## What is being asked
Only the pictures should be dropped; copy the rest of the entries exactly.

[Saved entries]
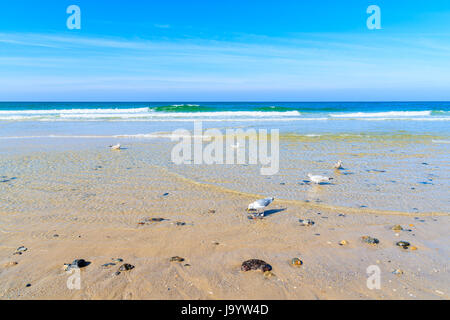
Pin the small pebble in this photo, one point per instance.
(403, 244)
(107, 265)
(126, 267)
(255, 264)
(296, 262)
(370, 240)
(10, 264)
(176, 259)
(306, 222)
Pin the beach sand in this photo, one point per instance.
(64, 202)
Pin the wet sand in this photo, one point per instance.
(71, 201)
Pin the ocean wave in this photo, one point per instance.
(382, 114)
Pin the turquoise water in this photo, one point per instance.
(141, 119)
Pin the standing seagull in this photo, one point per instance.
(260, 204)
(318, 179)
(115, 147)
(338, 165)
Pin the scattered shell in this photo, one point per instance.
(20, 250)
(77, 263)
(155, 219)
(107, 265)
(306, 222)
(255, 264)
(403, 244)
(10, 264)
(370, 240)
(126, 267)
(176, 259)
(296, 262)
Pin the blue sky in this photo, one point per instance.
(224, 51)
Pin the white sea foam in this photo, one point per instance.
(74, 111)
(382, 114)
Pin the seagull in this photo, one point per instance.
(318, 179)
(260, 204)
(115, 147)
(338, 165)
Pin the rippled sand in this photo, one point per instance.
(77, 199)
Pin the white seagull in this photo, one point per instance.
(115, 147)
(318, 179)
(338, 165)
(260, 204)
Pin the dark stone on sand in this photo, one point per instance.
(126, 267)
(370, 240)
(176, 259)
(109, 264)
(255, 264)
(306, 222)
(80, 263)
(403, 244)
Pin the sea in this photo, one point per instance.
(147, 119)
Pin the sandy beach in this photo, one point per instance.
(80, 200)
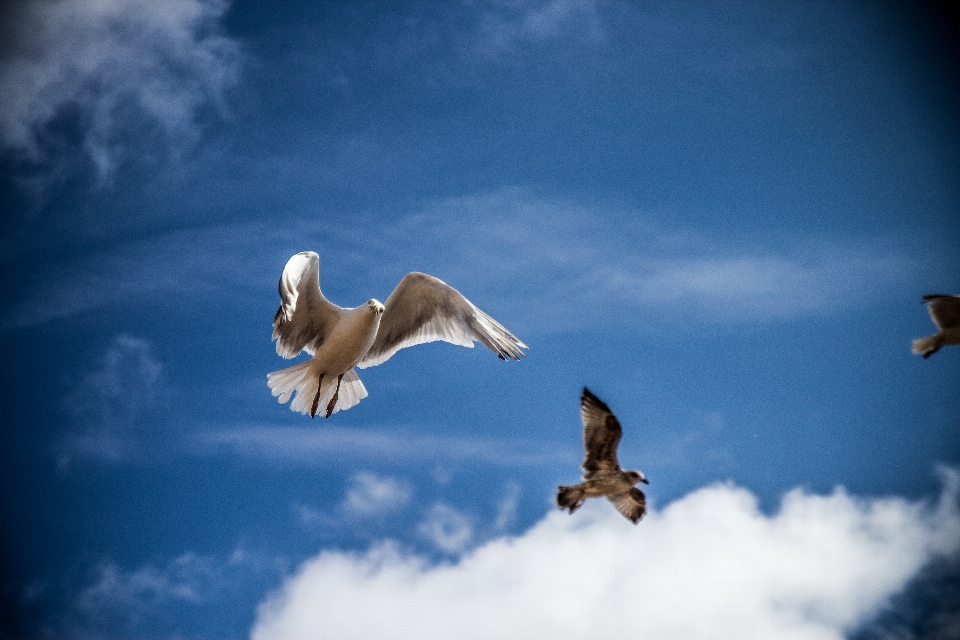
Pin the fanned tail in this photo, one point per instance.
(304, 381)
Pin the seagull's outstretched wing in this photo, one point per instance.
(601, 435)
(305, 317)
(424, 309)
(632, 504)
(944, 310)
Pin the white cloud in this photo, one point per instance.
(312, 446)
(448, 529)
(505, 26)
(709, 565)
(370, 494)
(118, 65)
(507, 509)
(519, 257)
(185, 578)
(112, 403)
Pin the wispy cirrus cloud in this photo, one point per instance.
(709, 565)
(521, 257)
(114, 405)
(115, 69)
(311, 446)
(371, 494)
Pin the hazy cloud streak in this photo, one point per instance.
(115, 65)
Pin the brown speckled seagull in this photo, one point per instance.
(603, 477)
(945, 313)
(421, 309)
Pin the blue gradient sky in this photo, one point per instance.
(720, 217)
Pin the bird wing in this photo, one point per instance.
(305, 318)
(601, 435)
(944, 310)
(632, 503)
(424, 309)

## Result for this task
Pin the small pebble in this photo, one point per instance.
(403, 244)
(107, 265)
(126, 267)
(255, 264)
(296, 262)
(370, 240)
(10, 264)
(176, 259)
(306, 222)
Pin the beach sand in this photo, one point per instance.
(64, 202)
Pin the wet sand in this photo, one point per instance.
(71, 201)
Pin the ocean wave in this photo, one point per instance.
(382, 114)
Pin the turquoise water in this photo, one point per instance.
(141, 119)
Pin the standing seagull in this photo, one point per instance.
(260, 204)
(318, 179)
(115, 147)
(338, 165)
Pin the scattered shell in this photo, one point per instance.
(20, 250)
(77, 263)
(155, 219)
(107, 265)
(306, 222)
(255, 264)
(403, 244)
(10, 264)
(370, 240)
(126, 267)
(176, 259)
(296, 262)
Pin the blue sky in this photo, one point per instance.
(224, 51)
Pin the white sea foam in this photo, one point per instance.
(74, 111)
(382, 114)
Pin the seagull in this photo, one point per instance.
(318, 179)
(260, 204)
(115, 147)
(338, 165)
Pin the rippled sand in this photo, one point per instance.
(77, 199)
Pin the white seagull in this photo, one point per instance.
(115, 147)
(318, 179)
(338, 165)
(260, 204)
Pin the dark stone on sand in this photo, one point per instance.
(126, 267)
(370, 240)
(176, 259)
(109, 264)
(255, 264)
(306, 222)
(80, 263)
(403, 244)
Pin the sea in this photo, one point per instance.
(147, 119)
Pin the sandy beach in this photo, one point per instance.
(80, 200)
Pin the fanned tail in this photo, one point per instance.
(304, 381)
Pin the seagull's outstretched wing in this photo, one point per instance.
(601, 435)
(305, 317)
(424, 309)
(632, 504)
(944, 310)
Pin the white cloud in this photo, one point per instance.
(312, 446)
(448, 529)
(505, 26)
(709, 565)
(370, 494)
(118, 65)
(507, 509)
(519, 257)
(185, 578)
(112, 403)
Pin the wispy cirrus cloud in this photo, one point per instance.
(709, 565)
(521, 257)
(114, 405)
(115, 69)
(311, 446)
(371, 494)
Pin the hazy cloud streak in this photo, one point per instance.
(115, 65)
Pin the brown speckled seagull in this photo, one point per instance.
(603, 477)
(945, 313)
(421, 309)
Pin the blue gradient sky in this photo, one point per instance.
(720, 217)
Pin the bird wing in this photo, one point per instance.
(305, 318)
(601, 435)
(944, 310)
(632, 503)
(424, 309)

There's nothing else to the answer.